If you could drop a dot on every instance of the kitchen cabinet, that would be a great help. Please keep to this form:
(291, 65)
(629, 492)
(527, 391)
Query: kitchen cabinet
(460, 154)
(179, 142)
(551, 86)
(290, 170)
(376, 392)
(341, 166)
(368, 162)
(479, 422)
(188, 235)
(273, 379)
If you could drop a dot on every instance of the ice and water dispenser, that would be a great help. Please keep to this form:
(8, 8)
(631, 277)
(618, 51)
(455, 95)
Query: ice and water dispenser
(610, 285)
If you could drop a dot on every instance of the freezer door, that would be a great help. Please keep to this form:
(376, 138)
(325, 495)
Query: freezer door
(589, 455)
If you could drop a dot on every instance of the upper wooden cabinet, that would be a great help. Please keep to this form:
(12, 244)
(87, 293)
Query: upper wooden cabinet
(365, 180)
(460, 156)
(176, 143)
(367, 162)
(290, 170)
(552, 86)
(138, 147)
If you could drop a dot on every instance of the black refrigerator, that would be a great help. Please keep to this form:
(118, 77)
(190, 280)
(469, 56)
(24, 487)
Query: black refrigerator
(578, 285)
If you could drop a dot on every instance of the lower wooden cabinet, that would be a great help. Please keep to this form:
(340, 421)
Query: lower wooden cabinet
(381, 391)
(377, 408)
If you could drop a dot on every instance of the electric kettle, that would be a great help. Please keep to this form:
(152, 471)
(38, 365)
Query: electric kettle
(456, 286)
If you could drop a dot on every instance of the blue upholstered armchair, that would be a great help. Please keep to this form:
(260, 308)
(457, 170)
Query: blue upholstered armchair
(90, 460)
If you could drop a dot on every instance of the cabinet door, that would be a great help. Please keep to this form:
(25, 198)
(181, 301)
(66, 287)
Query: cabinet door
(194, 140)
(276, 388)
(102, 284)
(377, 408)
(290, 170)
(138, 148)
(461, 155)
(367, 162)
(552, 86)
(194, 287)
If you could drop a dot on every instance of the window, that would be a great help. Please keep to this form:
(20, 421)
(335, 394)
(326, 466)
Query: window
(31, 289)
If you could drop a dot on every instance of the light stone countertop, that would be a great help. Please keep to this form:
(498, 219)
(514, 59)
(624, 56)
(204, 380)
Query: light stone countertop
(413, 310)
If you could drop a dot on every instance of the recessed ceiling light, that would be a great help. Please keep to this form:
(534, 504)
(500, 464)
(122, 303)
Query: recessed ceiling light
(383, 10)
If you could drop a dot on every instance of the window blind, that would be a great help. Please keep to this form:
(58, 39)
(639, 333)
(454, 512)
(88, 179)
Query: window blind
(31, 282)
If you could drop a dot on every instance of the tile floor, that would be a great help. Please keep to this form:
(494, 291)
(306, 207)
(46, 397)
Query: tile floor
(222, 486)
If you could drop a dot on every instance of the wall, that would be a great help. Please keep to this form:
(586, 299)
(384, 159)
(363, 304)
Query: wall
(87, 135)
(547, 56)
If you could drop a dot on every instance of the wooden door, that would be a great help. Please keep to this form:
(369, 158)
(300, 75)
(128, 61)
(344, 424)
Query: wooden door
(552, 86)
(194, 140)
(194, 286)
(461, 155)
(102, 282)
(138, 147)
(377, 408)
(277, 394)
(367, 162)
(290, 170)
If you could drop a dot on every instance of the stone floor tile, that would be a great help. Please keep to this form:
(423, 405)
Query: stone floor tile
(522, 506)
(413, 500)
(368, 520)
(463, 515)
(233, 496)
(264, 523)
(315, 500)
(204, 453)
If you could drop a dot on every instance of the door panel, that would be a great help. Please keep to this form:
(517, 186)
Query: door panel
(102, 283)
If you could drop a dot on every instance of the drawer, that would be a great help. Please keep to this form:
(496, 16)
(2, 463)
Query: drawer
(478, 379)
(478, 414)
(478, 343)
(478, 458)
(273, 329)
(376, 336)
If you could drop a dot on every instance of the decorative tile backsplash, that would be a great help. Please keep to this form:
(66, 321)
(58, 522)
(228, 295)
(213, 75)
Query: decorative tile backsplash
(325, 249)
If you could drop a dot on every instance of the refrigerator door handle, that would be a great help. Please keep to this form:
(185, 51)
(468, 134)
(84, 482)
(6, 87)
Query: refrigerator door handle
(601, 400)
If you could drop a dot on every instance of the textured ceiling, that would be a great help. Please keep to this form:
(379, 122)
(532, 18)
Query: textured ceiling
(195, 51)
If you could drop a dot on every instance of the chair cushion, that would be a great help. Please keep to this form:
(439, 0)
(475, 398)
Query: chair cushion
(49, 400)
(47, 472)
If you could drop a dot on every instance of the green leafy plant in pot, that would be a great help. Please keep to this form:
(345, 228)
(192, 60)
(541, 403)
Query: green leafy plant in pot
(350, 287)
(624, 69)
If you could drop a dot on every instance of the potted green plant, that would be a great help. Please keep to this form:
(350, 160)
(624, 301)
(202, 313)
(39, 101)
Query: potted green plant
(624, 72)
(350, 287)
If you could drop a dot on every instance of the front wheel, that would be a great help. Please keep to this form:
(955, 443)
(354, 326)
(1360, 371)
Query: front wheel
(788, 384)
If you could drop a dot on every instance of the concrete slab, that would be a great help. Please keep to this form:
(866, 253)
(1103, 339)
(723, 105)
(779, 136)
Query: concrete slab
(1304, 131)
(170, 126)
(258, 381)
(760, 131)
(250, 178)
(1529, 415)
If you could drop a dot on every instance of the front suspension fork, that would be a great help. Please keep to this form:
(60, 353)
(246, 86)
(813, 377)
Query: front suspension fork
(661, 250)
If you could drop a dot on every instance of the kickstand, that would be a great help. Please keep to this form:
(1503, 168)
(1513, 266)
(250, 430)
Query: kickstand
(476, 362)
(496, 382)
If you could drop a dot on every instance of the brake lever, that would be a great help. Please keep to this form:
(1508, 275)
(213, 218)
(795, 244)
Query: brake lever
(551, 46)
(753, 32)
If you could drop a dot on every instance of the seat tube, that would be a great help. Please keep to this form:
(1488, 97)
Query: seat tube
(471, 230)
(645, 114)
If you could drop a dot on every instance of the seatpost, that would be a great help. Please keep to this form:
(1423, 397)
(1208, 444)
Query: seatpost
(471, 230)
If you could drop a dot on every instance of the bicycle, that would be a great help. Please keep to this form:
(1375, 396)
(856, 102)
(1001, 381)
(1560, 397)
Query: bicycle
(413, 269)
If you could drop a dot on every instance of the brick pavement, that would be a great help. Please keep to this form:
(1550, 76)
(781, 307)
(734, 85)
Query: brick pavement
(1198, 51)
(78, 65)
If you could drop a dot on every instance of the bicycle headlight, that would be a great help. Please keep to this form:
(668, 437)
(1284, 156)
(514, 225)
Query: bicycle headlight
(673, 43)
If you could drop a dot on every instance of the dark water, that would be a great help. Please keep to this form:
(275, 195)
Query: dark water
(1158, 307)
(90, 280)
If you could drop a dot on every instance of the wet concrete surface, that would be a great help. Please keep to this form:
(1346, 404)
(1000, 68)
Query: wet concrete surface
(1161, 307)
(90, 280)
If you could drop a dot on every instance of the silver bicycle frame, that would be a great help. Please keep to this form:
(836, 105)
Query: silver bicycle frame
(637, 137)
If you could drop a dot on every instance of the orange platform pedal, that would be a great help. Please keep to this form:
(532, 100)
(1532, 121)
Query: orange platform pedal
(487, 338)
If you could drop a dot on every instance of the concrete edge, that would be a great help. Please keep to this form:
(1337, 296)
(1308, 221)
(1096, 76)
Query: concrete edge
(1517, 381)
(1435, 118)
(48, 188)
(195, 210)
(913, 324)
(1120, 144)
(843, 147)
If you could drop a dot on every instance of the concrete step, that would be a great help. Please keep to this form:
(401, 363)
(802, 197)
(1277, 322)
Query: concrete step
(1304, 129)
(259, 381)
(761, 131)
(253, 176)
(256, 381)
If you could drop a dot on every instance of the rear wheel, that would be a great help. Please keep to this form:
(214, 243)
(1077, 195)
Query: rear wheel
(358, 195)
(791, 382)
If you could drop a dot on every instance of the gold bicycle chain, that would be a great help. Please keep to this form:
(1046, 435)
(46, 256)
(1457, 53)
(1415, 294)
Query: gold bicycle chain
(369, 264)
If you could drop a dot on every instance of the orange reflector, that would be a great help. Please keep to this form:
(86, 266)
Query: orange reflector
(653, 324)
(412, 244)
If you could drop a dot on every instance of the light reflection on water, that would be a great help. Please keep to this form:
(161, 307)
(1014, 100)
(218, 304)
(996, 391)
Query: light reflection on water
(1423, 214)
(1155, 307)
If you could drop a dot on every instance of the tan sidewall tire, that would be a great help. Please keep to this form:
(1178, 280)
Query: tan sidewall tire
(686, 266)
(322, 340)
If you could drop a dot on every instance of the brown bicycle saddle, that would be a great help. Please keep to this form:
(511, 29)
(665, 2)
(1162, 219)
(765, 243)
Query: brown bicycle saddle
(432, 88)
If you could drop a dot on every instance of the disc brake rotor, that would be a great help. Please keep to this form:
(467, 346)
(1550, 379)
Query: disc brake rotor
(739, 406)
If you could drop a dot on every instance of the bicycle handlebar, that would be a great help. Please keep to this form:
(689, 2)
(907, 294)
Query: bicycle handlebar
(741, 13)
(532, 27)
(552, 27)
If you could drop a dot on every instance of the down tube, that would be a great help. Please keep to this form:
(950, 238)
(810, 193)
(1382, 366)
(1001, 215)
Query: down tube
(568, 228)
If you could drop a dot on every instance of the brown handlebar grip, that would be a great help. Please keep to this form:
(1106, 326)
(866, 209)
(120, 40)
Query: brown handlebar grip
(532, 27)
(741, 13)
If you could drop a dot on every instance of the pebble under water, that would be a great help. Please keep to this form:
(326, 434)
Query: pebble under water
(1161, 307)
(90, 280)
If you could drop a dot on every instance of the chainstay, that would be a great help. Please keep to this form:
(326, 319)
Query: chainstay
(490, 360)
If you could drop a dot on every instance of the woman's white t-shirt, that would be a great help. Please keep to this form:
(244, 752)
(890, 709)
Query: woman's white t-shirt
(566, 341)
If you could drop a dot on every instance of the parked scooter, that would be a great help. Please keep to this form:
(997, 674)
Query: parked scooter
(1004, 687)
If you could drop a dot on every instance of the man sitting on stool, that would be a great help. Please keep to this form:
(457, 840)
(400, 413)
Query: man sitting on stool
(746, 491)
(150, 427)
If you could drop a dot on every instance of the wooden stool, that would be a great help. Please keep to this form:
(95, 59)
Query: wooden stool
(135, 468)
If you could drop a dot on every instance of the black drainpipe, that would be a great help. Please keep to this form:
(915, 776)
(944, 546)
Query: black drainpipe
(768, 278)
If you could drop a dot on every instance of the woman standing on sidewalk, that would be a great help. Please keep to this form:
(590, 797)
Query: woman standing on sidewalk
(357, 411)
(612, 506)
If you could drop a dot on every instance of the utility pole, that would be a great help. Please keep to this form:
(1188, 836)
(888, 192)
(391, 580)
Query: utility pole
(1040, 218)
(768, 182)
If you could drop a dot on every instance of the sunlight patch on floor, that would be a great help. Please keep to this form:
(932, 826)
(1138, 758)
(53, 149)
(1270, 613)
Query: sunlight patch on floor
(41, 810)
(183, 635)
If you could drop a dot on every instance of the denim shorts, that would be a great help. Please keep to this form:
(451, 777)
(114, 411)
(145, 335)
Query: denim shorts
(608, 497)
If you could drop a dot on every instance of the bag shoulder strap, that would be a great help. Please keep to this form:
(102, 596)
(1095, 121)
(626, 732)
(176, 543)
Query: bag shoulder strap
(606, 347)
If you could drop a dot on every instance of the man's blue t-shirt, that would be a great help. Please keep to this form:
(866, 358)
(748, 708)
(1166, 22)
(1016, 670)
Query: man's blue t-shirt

════════════════

## Prompt
Convert the material from the line containing "of the denim" through the end of the material into a Markdown table with two columns: Row for the line's number and Line for its text. Leave out blank lines.

## Exercise result
| Row | Line |
|---|---|
| 1 | If you could drop a dot on every instance of the denim shorts, that would be a great help. Please keep to this form: |
| 2 | (451, 777) |
| 3 | (114, 411) |
| 4 | (145, 335) |
| 5 | Query: denim shorts |
| 6 | (608, 497) |
| 7 | If you could drop a dot on every instance of the bag shoulder strap, that would be a great help. Please keep to this form: |
| 8 | (102, 596) |
| 9 | (1095, 121) |
| 10 | (626, 732) |
| 11 | (176, 543) |
| 12 | Query: bag shoulder strap |
| 13 | (606, 347) |
| 14 | If you could drop a dot on every instance of the man's blue t-shirt, that would be a great help. Please keep to this form: |
| 15 | (866, 358) |
| 16 | (748, 708) |
| 17 | (1166, 22) |
| 18 | (1016, 670) |
| 19 | Query: man's blue t-shirt |